Point annotations for photos
- - - - -

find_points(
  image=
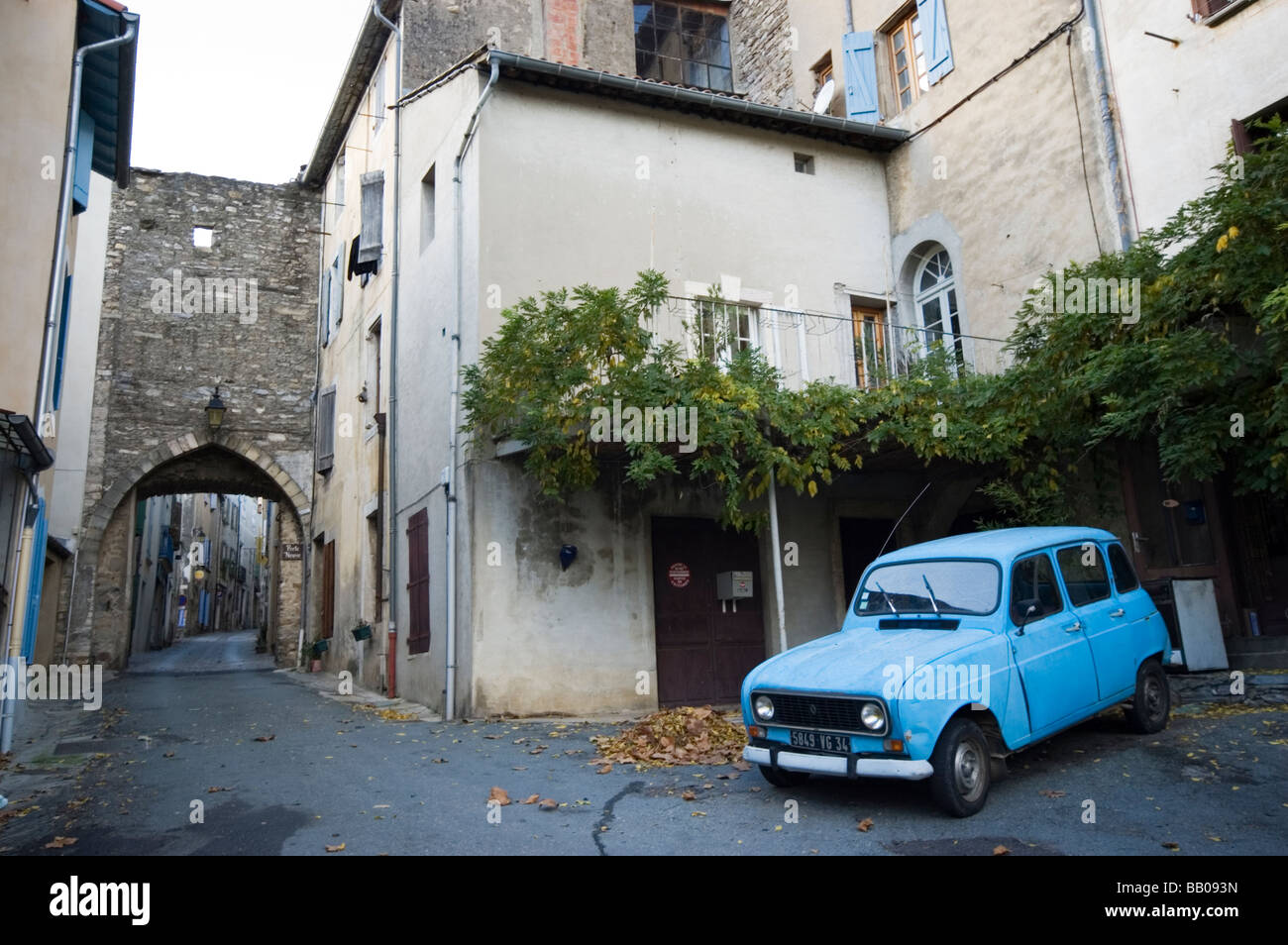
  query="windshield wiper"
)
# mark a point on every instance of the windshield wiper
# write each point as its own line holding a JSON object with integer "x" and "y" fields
{"x": 887, "y": 595}
{"x": 932, "y": 604}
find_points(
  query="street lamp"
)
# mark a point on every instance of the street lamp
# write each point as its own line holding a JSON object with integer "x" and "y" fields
{"x": 215, "y": 411}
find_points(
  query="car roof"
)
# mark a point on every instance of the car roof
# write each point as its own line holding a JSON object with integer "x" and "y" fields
{"x": 1001, "y": 542}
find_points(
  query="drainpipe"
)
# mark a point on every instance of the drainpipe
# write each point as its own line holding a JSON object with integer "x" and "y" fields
{"x": 778, "y": 562}
{"x": 393, "y": 361}
{"x": 454, "y": 441}
{"x": 54, "y": 299}
{"x": 1107, "y": 120}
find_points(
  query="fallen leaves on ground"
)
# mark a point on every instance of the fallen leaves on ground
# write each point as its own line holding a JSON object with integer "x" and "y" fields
{"x": 682, "y": 735}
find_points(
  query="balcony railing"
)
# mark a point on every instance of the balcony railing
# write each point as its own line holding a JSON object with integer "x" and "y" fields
{"x": 812, "y": 347}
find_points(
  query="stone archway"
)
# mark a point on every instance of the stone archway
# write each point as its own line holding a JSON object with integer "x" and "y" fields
{"x": 194, "y": 463}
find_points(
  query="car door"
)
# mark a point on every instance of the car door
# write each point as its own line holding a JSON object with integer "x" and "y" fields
{"x": 1085, "y": 577}
{"x": 1050, "y": 648}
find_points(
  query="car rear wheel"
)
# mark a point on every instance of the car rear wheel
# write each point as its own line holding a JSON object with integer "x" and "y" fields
{"x": 1149, "y": 709}
{"x": 781, "y": 778}
{"x": 961, "y": 761}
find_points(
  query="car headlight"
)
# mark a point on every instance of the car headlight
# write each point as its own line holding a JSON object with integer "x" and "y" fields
{"x": 764, "y": 708}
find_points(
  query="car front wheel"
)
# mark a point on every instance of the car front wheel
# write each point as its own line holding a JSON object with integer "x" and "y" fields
{"x": 781, "y": 778}
{"x": 961, "y": 761}
{"x": 1153, "y": 702}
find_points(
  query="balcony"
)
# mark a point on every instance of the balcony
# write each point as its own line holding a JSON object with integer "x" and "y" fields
{"x": 862, "y": 352}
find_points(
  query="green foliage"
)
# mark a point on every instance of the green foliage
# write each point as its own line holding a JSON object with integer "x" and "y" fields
{"x": 1210, "y": 347}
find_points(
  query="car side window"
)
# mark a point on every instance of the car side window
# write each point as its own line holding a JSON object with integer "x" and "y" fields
{"x": 1082, "y": 567}
{"x": 1125, "y": 578}
{"x": 1033, "y": 583}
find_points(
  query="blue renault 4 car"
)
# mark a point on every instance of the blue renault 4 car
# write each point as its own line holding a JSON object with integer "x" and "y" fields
{"x": 956, "y": 653}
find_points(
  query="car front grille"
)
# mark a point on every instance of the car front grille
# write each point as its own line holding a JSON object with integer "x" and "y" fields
{"x": 833, "y": 713}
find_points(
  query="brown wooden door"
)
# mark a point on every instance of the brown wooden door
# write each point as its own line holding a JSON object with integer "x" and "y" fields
{"x": 417, "y": 582}
{"x": 327, "y": 589}
{"x": 702, "y": 654}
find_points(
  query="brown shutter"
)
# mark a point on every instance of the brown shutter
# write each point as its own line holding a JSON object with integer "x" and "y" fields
{"x": 327, "y": 589}
{"x": 417, "y": 582}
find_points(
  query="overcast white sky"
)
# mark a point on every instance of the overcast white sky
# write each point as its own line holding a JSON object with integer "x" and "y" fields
{"x": 237, "y": 88}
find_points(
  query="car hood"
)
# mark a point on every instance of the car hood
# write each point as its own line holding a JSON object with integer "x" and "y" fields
{"x": 858, "y": 661}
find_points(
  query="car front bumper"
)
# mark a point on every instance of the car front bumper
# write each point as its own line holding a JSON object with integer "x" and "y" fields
{"x": 906, "y": 769}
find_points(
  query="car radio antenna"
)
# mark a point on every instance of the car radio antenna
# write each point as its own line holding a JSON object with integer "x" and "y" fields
{"x": 902, "y": 518}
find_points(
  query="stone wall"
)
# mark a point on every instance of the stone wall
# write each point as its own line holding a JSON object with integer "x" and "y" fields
{"x": 178, "y": 318}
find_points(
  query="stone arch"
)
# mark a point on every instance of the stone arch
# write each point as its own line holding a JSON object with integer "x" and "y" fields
{"x": 194, "y": 463}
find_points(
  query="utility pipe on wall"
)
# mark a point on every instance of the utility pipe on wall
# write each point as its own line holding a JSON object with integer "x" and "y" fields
{"x": 391, "y": 506}
{"x": 454, "y": 441}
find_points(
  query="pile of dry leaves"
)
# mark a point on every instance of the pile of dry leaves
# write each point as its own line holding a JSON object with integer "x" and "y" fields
{"x": 683, "y": 735}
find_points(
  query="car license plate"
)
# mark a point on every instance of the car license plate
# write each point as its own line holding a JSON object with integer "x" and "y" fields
{"x": 822, "y": 742}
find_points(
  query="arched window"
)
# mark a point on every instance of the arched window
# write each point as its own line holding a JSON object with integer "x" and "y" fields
{"x": 935, "y": 290}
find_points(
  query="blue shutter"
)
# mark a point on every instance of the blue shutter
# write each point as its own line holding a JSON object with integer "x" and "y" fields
{"x": 35, "y": 583}
{"x": 934, "y": 35}
{"x": 62, "y": 344}
{"x": 861, "y": 77}
{"x": 84, "y": 158}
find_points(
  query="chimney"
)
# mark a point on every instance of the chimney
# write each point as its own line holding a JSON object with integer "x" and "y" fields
{"x": 563, "y": 31}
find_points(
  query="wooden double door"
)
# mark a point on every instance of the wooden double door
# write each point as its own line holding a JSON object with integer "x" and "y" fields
{"x": 703, "y": 651}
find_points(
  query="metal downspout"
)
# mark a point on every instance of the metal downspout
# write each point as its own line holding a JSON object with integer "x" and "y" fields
{"x": 391, "y": 505}
{"x": 454, "y": 441}
{"x": 1107, "y": 120}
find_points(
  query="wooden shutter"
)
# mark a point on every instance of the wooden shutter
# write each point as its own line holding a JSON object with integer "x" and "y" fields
{"x": 861, "y": 77}
{"x": 934, "y": 35}
{"x": 326, "y": 430}
{"x": 417, "y": 582}
{"x": 327, "y": 589}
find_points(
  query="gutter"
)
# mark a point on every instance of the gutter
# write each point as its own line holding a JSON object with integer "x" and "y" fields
{"x": 454, "y": 439}
{"x": 1126, "y": 235}
{"x": 874, "y": 137}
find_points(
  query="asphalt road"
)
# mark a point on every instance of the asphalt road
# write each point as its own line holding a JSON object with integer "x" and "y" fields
{"x": 333, "y": 773}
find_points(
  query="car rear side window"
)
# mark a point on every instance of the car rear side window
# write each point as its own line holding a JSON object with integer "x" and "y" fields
{"x": 1125, "y": 578}
{"x": 1082, "y": 567}
{"x": 1033, "y": 583}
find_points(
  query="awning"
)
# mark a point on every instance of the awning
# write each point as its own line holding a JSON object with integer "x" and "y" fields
{"x": 107, "y": 89}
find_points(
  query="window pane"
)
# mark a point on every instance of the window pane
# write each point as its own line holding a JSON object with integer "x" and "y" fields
{"x": 1033, "y": 584}
{"x": 1083, "y": 572}
{"x": 1125, "y": 578}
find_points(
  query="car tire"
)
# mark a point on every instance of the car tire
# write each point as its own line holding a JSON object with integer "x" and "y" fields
{"x": 961, "y": 769}
{"x": 1153, "y": 700}
{"x": 782, "y": 778}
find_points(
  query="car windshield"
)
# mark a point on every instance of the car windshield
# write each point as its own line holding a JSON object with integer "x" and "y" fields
{"x": 930, "y": 587}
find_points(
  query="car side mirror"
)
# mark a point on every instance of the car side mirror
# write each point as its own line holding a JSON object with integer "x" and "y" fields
{"x": 1030, "y": 606}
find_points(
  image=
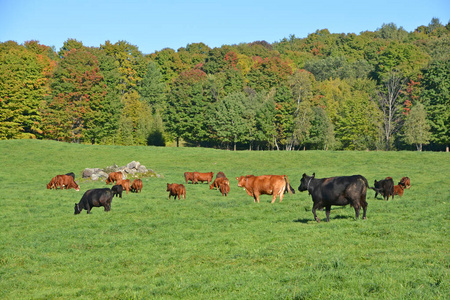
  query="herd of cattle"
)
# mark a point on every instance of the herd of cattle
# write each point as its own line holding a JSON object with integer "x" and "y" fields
{"x": 325, "y": 192}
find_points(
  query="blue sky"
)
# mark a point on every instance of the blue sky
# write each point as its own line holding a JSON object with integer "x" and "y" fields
{"x": 155, "y": 25}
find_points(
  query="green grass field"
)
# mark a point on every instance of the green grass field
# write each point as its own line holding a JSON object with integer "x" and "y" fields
{"x": 214, "y": 247}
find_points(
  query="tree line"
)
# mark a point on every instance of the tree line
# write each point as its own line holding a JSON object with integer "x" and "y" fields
{"x": 381, "y": 90}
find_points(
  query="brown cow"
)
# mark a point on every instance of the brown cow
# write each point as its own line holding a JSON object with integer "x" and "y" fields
{"x": 224, "y": 189}
{"x": 52, "y": 184}
{"x": 203, "y": 177}
{"x": 137, "y": 185}
{"x": 175, "y": 190}
{"x": 66, "y": 182}
{"x": 126, "y": 184}
{"x": 189, "y": 176}
{"x": 218, "y": 181}
{"x": 405, "y": 182}
{"x": 398, "y": 190}
{"x": 114, "y": 177}
{"x": 266, "y": 184}
{"x": 220, "y": 174}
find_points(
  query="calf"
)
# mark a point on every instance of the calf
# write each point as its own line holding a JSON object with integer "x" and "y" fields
{"x": 114, "y": 177}
{"x": 385, "y": 187}
{"x": 405, "y": 182}
{"x": 117, "y": 190}
{"x": 137, "y": 185}
{"x": 95, "y": 198}
{"x": 398, "y": 190}
{"x": 218, "y": 181}
{"x": 224, "y": 189}
{"x": 203, "y": 177}
{"x": 266, "y": 184}
{"x": 175, "y": 190}
{"x": 66, "y": 182}
{"x": 189, "y": 176}
{"x": 340, "y": 191}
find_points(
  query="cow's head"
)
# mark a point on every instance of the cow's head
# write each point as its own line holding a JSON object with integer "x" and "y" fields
{"x": 305, "y": 182}
{"x": 77, "y": 208}
{"x": 242, "y": 181}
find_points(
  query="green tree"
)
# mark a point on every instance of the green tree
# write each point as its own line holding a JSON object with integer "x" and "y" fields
{"x": 74, "y": 112}
{"x": 228, "y": 121}
{"x": 152, "y": 89}
{"x": 187, "y": 103}
{"x": 436, "y": 97}
{"x": 24, "y": 75}
{"x": 416, "y": 128}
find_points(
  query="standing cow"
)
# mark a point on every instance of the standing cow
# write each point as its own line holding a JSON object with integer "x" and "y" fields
{"x": 339, "y": 191}
{"x": 95, "y": 198}
{"x": 385, "y": 187}
{"x": 264, "y": 185}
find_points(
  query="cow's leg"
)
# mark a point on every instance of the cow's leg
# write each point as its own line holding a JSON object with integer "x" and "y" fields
{"x": 357, "y": 208}
{"x": 328, "y": 210}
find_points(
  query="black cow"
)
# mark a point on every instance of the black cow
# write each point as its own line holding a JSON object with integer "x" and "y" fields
{"x": 340, "y": 191}
{"x": 117, "y": 190}
{"x": 385, "y": 187}
{"x": 95, "y": 198}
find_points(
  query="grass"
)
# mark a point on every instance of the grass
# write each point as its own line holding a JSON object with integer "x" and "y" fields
{"x": 209, "y": 246}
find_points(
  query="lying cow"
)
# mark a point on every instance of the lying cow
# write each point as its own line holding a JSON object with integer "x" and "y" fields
{"x": 175, "y": 190}
{"x": 189, "y": 176}
{"x": 114, "y": 177}
{"x": 137, "y": 185}
{"x": 95, "y": 198}
{"x": 125, "y": 183}
{"x": 336, "y": 191}
{"x": 117, "y": 190}
{"x": 264, "y": 185}
{"x": 203, "y": 177}
{"x": 385, "y": 187}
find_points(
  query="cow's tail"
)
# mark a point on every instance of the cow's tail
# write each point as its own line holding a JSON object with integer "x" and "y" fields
{"x": 288, "y": 186}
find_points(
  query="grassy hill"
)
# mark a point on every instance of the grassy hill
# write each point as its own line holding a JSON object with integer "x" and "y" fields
{"x": 209, "y": 246}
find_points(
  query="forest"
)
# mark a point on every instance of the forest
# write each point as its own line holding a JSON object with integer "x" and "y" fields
{"x": 387, "y": 89}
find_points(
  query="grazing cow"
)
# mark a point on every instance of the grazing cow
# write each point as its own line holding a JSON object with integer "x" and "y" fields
{"x": 203, "y": 177}
{"x": 189, "y": 176}
{"x": 137, "y": 185}
{"x": 385, "y": 187}
{"x": 220, "y": 175}
{"x": 266, "y": 184}
{"x": 224, "y": 189}
{"x": 175, "y": 190}
{"x": 340, "y": 191}
{"x": 218, "y": 181}
{"x": 126, "y": 184}
{"x": 405, "y": 182}
{"x": 114, "y": 177}
{"x": 95, "y": 198}
{"x": 117, "y": 190}
{"x": 52, "y": 184}
{"x": 398, "y": 189}
{"x": 66, "y": 182}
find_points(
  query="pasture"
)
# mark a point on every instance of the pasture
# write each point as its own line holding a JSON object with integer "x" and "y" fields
{"x": 214, "y": 247}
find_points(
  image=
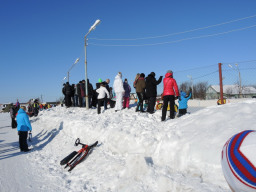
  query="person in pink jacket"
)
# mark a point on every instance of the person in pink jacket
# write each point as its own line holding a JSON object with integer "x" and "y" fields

- - - - -

= Exercise prompt =
List every line in the rows above that contains the word "lying".

= Result =
  query="lying cow"
# mark a point on every instance of the lying cow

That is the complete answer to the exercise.